ARTICLE
--------------------
La boucle noire
– EXTRAIT –
Il est 8 h 45 et mon train S à destination de Charleroi est annoncé par une voix de répondeur téléphonique à travers les haut-parleurs de la gare de Moustier-sur-Sambre. Sur les quais, deux étudiants et trois navetteurs qui commencent leur journée un peu plus tard que les autres, plus votre serviteur, les chaussures de randos aux pieds et l’appareil photo et ses accessoires dans son sac de rangement sur le dos. L’objectif du jour, la Boucle noire, un sentier GR de 23 km autour de la ville de Charleroi. Ce n’est pas une première, j’ai déjà fait cette boucle il y a un an en solo, plus une partie (la petite boucle) en compagnie de copains photographes amateurs d’Urbex et de tags. Je connais un peu les lieux, l’ambiance décalée de l’endroit et j’ai hâte d’y retourner pour une journée un peu en dehors du temps et du monde réel.
Créée en 2016 par Francis Pourcel et Micheline Dufert, un couple retraité ayant pratiqué dans leur jeunesse une sorte de musique improbable mélangeant le punk, le rock, l’industriel et la Cold Wave sur la fin, la Boucle noire est une initiative avant tout privée. L’Eden de Charleroi, une salle de concert et un centre culturel à la programmation alternative et les sentiers de grandes randonnées sont aussi de la partie, de même que l’office du tourisme de la ville qui, succès oblige, a pris le train en marche. C’est que la Boucle noire est devenue un peu, à la surprise générale, une institution et un spot qui attirent du monde dans cette ville, souvent surnommée la ville la plus moche de Belgique. Plus de quatorze mille visiteurs en 2020, soit plus que les autres pôles touristiques de la ville. Une personne sur deux débarquant à l’office du tourisme vient pour la Boucle noire. Un grand succès obtenu sans beaucoup de soutien et de subventions au départ des autorités locales, mettant en avant un esprit de débrouille et de bricolage qui est un peu la marque de fabrique des Wallons. La carte du parcours est, tout comme l’accès, gratuite.
--------------------
DONNÉES FOURNIES
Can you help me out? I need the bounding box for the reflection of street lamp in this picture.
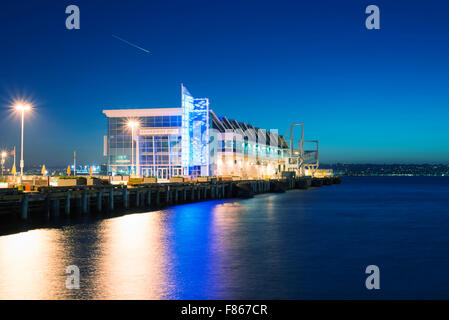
[14,103,31,178]
[2,151,8,176]
[128,120,139,174]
--------------------
Recopiez en entier l'article sur la Boucle noire, sans y changer un seul mot.

CORRIGÉ DÉTAILLÉ
La boucle noire
– EXTRAIT –
Il est 8 h 45 et mon train S à destination de Charleroi est annoncé par une voix de répondeur téléphonique à travers les haut-parleurs de la gare de Moustier-sur-Sambre. Sur les quais, deux étudiants et trois navetteurs qui commencent leur journée un peu plus tard que les autres, plus votre serviteur, les chaussures de randos aux pieds et l’appareil photo et ses accessoires dans son sac de rangement sur le dos. L’objectif du jour, la Boucle noire, un sentier GR de 23 km autour de la ville de Charleroi. Ce n’est pas une première, j’ai déjà fait cette boucle il y a un an en solo, plus une partie (la petite boucle) en compagnie de copains photographes amateurs d’Urbex et de tags. Je connais un peu les lieux, l’ambiance décalée de l’endroit et j’ai hâte d’y retourner pour une journée un peu en dehors du temps et du monde réel.
Créée en 2016 par Francis Pourcel et Micheline Dufert, un couple retraité ayant pratiqué dans leur jeunesse une sorte de musique improbable mélangeant le punk, le rock, l’industriel et la Cold Wave sur la fin, la Boucle noire est une initiative avant tout privée. L’Eden de Charleroi, une salle de concert et un centre culturel à la programmation alternative et les sentiers de grandes randonnées sont aussi de la partie, de même que l’office du tourisme de la ville qui, succès oblige, a pris le train en marche. C’est que la Boucle noire est devenue un peu, à la surprise générale, une institution et un spot qui attirent du monde dans cette ville, souvent surnommée la ville la plus moche de Belgique. Plus de quatorze mille visiteurs en 2020, soit plus que les autres pôles touristiques de la ville. Une personne sur deux débarquant à l’office du tourisme vient pour la Boucle noire. Un grand succès obtenu sans beaucoup de soutien et de subventions au départ des autorités locales, mettant en avant un esprit de débrouille et de bricolage qui est un peu la marque de fabrique des Wallons. La carte du parcours est, tout comme l’accès, gratuite.